#### AIM OF THE TASK
Print every line below exactly as written, but leave the pictures behind.

─── EXTRACTED ENTRIES

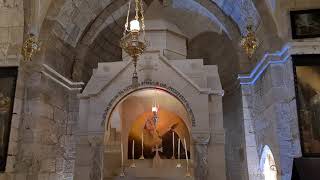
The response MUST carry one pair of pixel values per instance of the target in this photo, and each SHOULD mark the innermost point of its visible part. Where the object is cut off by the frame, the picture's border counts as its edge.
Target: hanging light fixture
(155, 109)
(133, 41)
(30, 47)
(249, 41)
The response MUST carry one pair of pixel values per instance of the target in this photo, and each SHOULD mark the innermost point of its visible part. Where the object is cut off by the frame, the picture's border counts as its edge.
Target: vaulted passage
(159, 89)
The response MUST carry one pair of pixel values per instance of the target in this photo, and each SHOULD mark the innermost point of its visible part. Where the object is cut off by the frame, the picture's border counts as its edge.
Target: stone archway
(122, 123)
(268, 165)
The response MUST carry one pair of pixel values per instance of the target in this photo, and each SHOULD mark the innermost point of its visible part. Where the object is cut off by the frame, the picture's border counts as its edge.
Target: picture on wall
(307, 81)
(8, 77)
(305, 24)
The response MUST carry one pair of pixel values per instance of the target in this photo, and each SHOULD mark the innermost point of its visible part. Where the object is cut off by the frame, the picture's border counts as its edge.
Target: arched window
(268, 165)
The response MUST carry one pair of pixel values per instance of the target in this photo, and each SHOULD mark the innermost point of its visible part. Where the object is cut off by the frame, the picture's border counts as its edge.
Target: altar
(169, 126)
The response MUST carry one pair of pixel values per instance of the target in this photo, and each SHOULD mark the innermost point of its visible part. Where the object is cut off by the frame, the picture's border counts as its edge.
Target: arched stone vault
(73, 27)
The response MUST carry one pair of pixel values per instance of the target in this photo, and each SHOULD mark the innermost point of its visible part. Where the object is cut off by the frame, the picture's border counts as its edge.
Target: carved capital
(201, 137)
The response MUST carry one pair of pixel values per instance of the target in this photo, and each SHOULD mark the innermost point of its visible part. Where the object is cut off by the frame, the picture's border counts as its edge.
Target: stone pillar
(201, 141)
(201, 170)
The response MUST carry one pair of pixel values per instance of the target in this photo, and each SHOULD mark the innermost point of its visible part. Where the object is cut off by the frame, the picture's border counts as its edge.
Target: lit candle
(172, 144)
(132, 149)
(179, 148)
(178, 164)
(141, 157)
(142, 141)
(185, 149)
(121, 154)
(134, 25)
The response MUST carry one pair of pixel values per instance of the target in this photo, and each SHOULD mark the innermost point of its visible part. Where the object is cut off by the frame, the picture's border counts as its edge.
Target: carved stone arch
(147, 85)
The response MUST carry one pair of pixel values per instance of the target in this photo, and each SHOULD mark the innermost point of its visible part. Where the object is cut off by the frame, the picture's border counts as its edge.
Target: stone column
(201, 141)
(201, 172)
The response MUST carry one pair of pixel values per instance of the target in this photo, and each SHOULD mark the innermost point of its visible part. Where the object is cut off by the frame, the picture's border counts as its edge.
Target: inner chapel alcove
(113, 113)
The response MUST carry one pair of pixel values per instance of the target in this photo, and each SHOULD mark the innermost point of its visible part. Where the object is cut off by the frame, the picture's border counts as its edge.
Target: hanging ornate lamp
(30, 47)
(249, 41)
(133, 41)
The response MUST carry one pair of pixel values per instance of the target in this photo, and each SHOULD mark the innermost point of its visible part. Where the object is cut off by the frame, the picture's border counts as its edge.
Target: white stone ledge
(63, 81)
(280, 57)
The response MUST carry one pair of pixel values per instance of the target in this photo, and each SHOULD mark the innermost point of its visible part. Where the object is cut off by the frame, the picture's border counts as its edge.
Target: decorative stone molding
(202, 161)
(201, 138)
(58, 78)
(148, 84)
(280, 57)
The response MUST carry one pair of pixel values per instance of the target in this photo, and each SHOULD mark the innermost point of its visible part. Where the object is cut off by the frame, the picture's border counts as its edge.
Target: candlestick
(133, 165)
(173, 145)
(122, 167)
(186, 151)
(141, 157)
(178, 164)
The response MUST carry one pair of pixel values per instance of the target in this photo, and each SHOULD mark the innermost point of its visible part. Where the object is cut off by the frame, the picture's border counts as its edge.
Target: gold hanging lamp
(249, 42)
(30, 47)
(132, 42)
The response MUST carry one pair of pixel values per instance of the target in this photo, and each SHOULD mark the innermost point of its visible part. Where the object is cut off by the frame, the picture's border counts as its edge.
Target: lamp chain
(127, 21)
(142, 19)
(137, 10)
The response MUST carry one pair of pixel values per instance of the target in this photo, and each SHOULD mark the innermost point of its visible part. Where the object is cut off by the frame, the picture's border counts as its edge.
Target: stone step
(144, 170)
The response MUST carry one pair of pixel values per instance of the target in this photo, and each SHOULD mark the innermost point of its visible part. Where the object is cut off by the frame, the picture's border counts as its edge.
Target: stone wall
(235, 142)
(270, 118)
(42, 143)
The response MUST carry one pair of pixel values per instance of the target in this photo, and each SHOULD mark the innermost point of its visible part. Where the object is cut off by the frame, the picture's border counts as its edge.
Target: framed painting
(305, 24)
(307, 84)
(8, 78)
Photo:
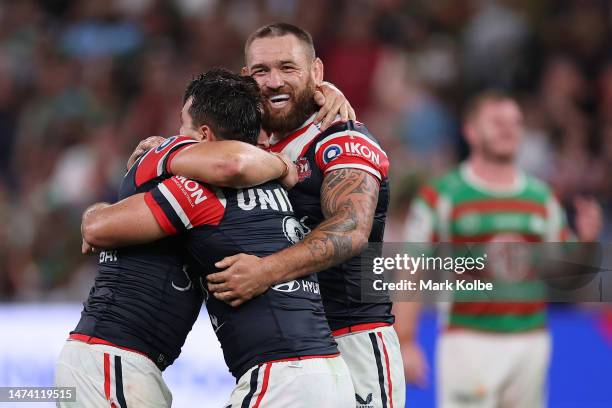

──────

#### TASK RESPONSE
The response MUST carry one pair of pixel values per instance of the target in this photo, and each SHOULD mark the innermost point of its visible part. Where the object is cut off by the frame, the picture's border counts as its edge.
Target: hanging light fixture
(155, 109)
(133, 41)
(30, 47)
(249, 41)
The response MUST carry one pair of pixel values per instance of the target in this photo, and each SHOULD mark the innermost point of its visible part. Where the object is cut off by the frame, the picture's border counts as its edge.
Target: vaulted passage
(159, 89)
The response MUST carry one pair of pixel values per instance of the target in this photo, and each SHOULD mark the innermost point of its visible part. Where the object is cut off by the frame, the picture's border counts as its edge.
Target: stone archway
(122, 123)
(268, 165)
The response MUST carry one pair of pixel values per instance of the target in this photo, and each SHOULD mark the innermost point of its visible part. Where the object is cut off by the frame, the picture's border counts as its edge.
Target: picture on wall
(307, 81)
(8, 77)
(305, 24)
The response MUST carry one pair of pixel values per instance of the target in this photo, and each SHOULD mark the innermost point of its visible part. Where the object is cut off by the frame, the picture's border counts as its edge.
Target: arched window
(268, 165)
The response MUST carry one pair of pixel values per instance of the target in this photo, and each SHOULD mark the innermost point of its visible part. Where the object is cut off by the frame, the picture's border counts as its edge.
Target: altar
(169, 126)
The response MUST carry one pair of pixel values per instance of the target in this photo, and each SHOULD mark the innermost point of its visible part. Where the object is cut off by the frame, the picture's border counts as its edge.
Target: arched stone vault
(73, 27)
The response MUST carry one pair of pixel values per instance of the target in this photo, and each SHOULD mark the innermost point of its visible part. Where the object is cut off by the frame, the picture's border counts as its edge.
Target: carved capital
(201, 137)
The response MUST carry one pair of pixel values per instance of the target in this photo, and each SHOULD mark the innermost point of its visible part. Where the object is cut off by the frame, the picture's border counts as its edge.
Target: stone pillar
(201, 141)
(201, 170)
The response MUST carry one pair of pixel values per instance of the target in this photo, and each SHOULD mark the innermost point of its visible part. Where the object is cut off by the frame, the picture's border counts as its edge.
Target: lit candle
(172, 144)
(132, 149)
(179, 148)
(178, 164)
(141, 157)
(142, 141)
(185, 149)
(121, 154)
(134, 25)
The response MUST carry one pair of pixel values per instance of the target in this photo, and each SHOULD mark the innermost point of its visible part. Where the object is cut off by the frame, the picture's border counts as its edge.
Target: carved stone arch
(147, 85)
The response MUST carry one pair of pixel values per instance of the target in this photo, and each SHOULD mark the innermost point of its visible part. Where the object is cut off by the frame, the picture's border counts as its edge.
Target: stone column
(201, 141)
(201, 172)
The response MUST carry one pair of pixel values per instance of the target in this photo, and each SHOULD mark the innermost point of its visible part. Where the object is cut off by the frame, the picture's border counts as its edge.
Target: inner chapel alcove
(113, 113)
The response MUST carry one pair of pixel values per instance of the target in this photo, and each SHOULD mark the innermost point of its visible part. Where the object is cut off by the frame, the picture's border counts as its edge.
Target: hanging ornate lamp
(30, 47)
(249, 41)
(133, 41)
The response MUST carry one pair of pixel values per instance of the target in this photo, and each SHOULD mark the innermost point of its visible part. Where the object is cut off by the frame, the picture's border counts as its edge.
Target: white stone ledge
(63, 81)
(280, 57)
The response MUST carry one pair of pixel values per instance of the target in this photo, and each SHOULD mark the innermost point of its visible part. Where the object is cut off by the frame, the picture's border counts as its edge.
Target: decorative stone molding
(202, 161)
(201, 138)
(58, 78)
(148, 84)
(280, 57)
The response MUST carry one pair of pixel values per instance of the target in this photo, and each SHOULD mark the innermost point of its visible part. Where the object is cut off by the frame, the picture's border counts as its edge.
Target: candlestick
(133, 165)
(173, 145)
(122, 167)
(186, 151)
(141, 157)
(178, 164)
The response MUST carry one pair of pixel values per instance of the target in this photo, and each SHOULD mark the innermost point of its visible part. Where the object is cut off by the frame, the picture's border counts as its edge.
Target: gold hanging lamp
(249, 42)
(30, 47)
(132, 42)
The response MUST carry one pair of pixel values per instance of the target in this photo, and each SHOULD mark the innermost point of its visible part. Where the object is cut off by the frame, the picture's border counts as its edge.
Target: lamp chain
(127, 21)
(142, 19)
(137, 10)
The response MUST carry one pair of pixel values per instance of the target in this photo, and each SHOULD mark the innermost point of its visible part. Where the object is cut off by the frame, the picture's border counts as its edge.
Target: stone step
(144, 170)
The response MUST carry one pair of pixel values per instance of the target in this photo, and each SHOULD mark the innermost point of its visible part. Where the object is cut off by the frame, the picture's border counts as its edge.
Target: stone wall
(235, 142)
(270, 118)
(42, 143)
The response MUST carry one pair of pixel values per instance of the target in this photo, and each SHOULD mark the innermost point of its visible part. Where the object is cut off by the frame, the picture's border counts as its edge.
Target: framed painting
(305, 24)
(307, 84)
(8, 78)
Photo:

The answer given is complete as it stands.